* **Your objective**:
Starting with the line that contains "of the frayed" and going on through the end of the records, write out each line again, requests included, with every point coordinate in the answers multiplied by 0.8 and rounded to a whole number, halves rounded up. Leave the pictures out.

* **Provided records**:
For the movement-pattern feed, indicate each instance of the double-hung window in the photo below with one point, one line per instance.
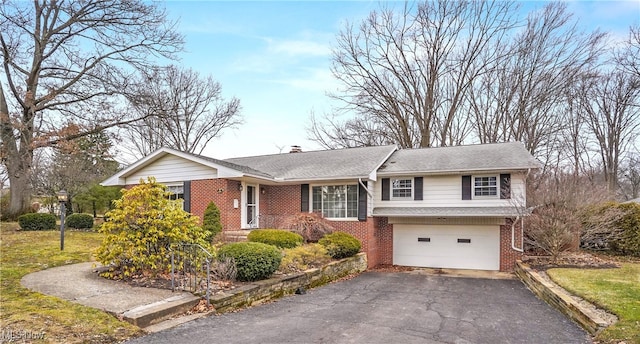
(335, 201)
(401, 188)
(485, 186)
(176, 192)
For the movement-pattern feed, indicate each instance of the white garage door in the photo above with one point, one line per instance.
(447, 246)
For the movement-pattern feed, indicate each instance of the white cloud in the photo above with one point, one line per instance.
(299, 47)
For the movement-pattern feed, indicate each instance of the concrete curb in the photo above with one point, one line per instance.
(560, 299)
(273, 288)
(147, 315)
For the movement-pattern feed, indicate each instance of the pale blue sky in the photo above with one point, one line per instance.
(275, 57)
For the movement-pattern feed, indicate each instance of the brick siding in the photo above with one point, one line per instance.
(277, 202)
(222, 192)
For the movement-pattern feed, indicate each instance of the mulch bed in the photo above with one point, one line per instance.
(577, 259)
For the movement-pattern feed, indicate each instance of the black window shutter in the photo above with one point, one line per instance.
(362, 202)
(186, 187)
(505, 186)
(466, 187)
(304, 198)
(386, 189)
(417, 189)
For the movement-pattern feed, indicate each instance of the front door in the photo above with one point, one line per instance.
(252, 207)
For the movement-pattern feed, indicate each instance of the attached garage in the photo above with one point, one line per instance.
(447, 246)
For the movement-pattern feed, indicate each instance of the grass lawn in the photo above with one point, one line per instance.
(24, 313)
(616, 290)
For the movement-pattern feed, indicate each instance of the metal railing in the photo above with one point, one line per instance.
(191, 269)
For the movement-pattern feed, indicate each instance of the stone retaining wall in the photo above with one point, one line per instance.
(560, 299)
(273, 288)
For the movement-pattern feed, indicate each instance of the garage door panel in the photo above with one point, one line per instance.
(439, 246)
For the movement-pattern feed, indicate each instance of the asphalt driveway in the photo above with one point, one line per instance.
(389, 308)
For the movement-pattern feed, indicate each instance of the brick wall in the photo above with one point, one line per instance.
(222, 192)
(385, 240)
(509, 256)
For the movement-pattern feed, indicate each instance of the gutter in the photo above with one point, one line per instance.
(365, 187)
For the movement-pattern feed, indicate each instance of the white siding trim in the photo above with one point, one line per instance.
(171, 168)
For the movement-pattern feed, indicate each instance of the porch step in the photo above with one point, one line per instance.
(235, 236)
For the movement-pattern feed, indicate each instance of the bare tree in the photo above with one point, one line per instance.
(406, 73)
(524, 97)
(183, 110)
(629, 57)
(611, 106)
(67, 61)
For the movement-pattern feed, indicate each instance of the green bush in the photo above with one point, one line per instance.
(254, 260)
(304, 257)
(628, 242)
(37, 222)
(211, 221)
(311, 226)
(612, 226)
(79, 221)
(340, 245)
(276, 237)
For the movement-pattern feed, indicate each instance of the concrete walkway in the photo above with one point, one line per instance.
(81, 283)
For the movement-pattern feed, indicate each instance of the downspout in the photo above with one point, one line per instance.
(513, 228)
(365, 187)
(513, 234)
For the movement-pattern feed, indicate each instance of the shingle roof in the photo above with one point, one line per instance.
(497, 156)
(328, 164)
(237, 167)
(450, 211)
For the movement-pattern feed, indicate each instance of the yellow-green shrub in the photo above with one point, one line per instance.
(142, 227)
(303, 257)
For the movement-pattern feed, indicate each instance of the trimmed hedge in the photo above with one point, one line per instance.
(254, 260)
(276, 237)
(340, 245)
(37, 222)
(303, 257)
(79, 221)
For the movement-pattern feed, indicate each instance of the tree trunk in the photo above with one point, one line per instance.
(18, 168)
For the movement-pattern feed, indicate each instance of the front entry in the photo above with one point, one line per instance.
(250, 207)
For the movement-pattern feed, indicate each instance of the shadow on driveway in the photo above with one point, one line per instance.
(389, 308)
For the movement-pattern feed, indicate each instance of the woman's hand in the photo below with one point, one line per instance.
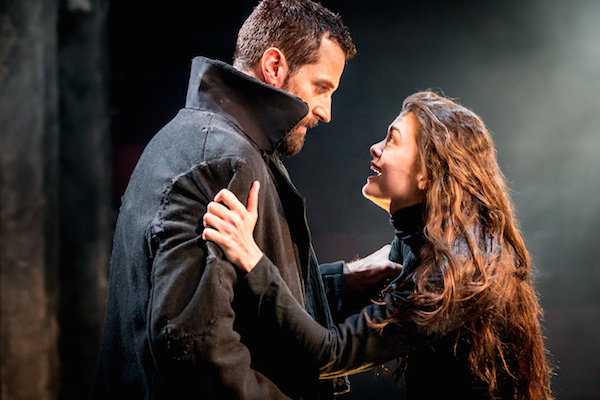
(231, 225)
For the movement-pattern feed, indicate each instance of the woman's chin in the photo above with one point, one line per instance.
(378, 201)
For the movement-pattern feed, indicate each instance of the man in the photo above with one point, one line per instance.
(174, 328)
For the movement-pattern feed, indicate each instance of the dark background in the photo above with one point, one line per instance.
(84, 84)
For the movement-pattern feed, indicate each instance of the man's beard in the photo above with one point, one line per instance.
(294, 140)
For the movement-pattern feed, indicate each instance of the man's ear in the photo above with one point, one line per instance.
(274, 67)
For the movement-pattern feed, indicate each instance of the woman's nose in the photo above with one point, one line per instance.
(376, 149)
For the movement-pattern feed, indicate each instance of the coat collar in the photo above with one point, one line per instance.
(264, 113)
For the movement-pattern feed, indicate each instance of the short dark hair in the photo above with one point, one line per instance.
(295, 27)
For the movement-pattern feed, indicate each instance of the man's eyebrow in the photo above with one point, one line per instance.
(325, 83)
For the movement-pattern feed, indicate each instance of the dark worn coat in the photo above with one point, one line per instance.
(174, 328)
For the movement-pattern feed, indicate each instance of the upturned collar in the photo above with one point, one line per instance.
(265, 114)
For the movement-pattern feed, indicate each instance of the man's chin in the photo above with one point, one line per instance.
(293, 142)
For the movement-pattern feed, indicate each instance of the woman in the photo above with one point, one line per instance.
(462, 315)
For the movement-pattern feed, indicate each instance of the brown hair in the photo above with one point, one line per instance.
(475, 265)
(295, 27)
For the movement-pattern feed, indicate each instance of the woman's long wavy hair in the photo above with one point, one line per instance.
(475, 266)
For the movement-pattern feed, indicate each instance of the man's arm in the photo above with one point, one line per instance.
(193, 343)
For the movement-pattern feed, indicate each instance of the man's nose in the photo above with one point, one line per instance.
(323, 111)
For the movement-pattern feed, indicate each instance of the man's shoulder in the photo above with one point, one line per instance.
(215, 136)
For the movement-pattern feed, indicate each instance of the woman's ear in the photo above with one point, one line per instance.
(274, 67)
(423, 181)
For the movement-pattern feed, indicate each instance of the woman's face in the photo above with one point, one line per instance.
(399, 182)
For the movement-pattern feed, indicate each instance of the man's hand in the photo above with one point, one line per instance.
(372, 269)
(231, 224)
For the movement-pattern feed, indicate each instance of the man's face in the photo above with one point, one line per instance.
(314, 84)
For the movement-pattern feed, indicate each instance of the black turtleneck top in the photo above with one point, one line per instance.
(437, 364)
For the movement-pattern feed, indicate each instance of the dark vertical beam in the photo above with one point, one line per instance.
(29, 241)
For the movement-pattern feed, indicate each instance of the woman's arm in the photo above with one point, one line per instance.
(350, 347)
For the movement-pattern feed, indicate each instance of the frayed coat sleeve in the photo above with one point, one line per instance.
(350, 347)
(191, 320)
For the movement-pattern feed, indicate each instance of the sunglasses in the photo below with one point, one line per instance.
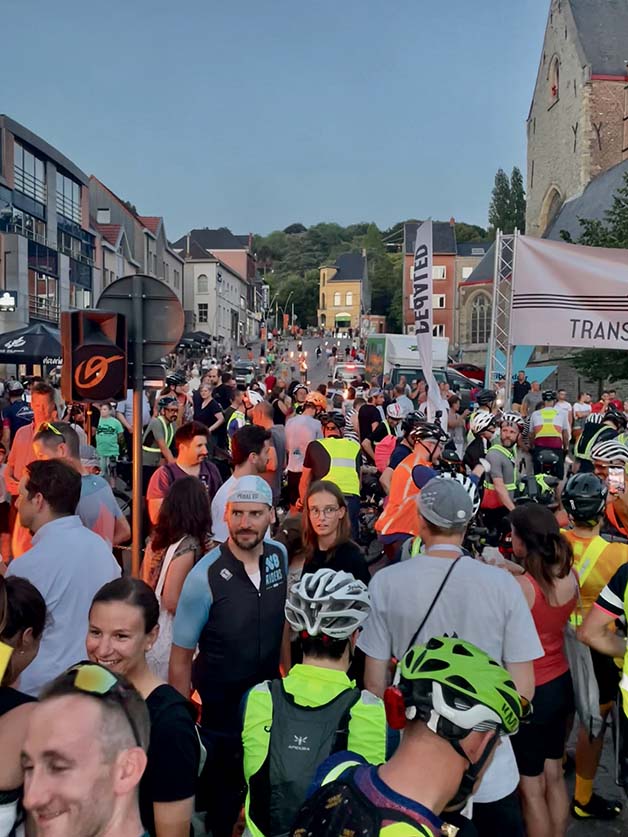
(97, 681)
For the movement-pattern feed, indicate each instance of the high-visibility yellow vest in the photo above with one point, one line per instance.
(585, 559)
(168, 434)
(548, 430)
(342, 471)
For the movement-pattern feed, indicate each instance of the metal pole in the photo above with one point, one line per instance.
(138, 387)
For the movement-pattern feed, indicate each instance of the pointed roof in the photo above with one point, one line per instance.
(602, 29)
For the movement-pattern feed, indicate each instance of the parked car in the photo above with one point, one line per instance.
(471, 371)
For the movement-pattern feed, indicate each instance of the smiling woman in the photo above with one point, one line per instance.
(123, 626)
(326, 533)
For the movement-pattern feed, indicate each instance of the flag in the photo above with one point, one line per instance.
(422, 303)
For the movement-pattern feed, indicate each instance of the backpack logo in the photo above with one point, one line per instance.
(300, 743)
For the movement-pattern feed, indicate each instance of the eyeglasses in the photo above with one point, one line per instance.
(97, 681)
(48, 425)
(327, 511)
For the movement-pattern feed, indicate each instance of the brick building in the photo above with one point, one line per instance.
(578, 120)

* **Reply to the task**:
For the movement-pattern feed, indicate each instance of the frayed coat sleeve in the photo above with one point, one line per instance.
(280, 278)
(153, 256)
For the movement-pattern feed, indicate each instance of the sunglasses in the photo below with one point, one line per instance.
(78, 545)
For the movement-pattern feed, indicate each instance of the high-visibility yellow vest in the photo above with one point, one line per instance.
(468, 447)
(134, 347)
(438, 344)
(274, 377)
For the movement-pattern feed, indicate each instance of the metal pole in the photo above with one point, one line per instance.
(110, 310)
For the movement-pattern feed, indicate each instance of the pointed roof in the photo above with one point, one line per instance.
(482, 23)
For the movement-pattern feed, indicate each instance of the parked car in the photo above with one point, one line per instance.
(377, 297)
For the movement-pattern feed, indicate each instance of the smiling woman in the photo above with one point, one line per instance.
(98, 501)
(261, 426)
For the movement-pattern feed, indicate each instance of the flag in the photo above with one point, one line per instance.
(338, 242)
For the movement-pattern feed, indicate each instance of the backpack logo in the photo above with one point, one line per instance.
(240, 594)
For the movement-pattern feed, indicate each instance of the eyeglasses in the photo above with one point, one line per instance.
(78, 545)
(38, 340)
(262, 409)
For the movement-pattern feed, indicate each instance of the brick building in the photo above with one point, one line per instance.
(462, 96)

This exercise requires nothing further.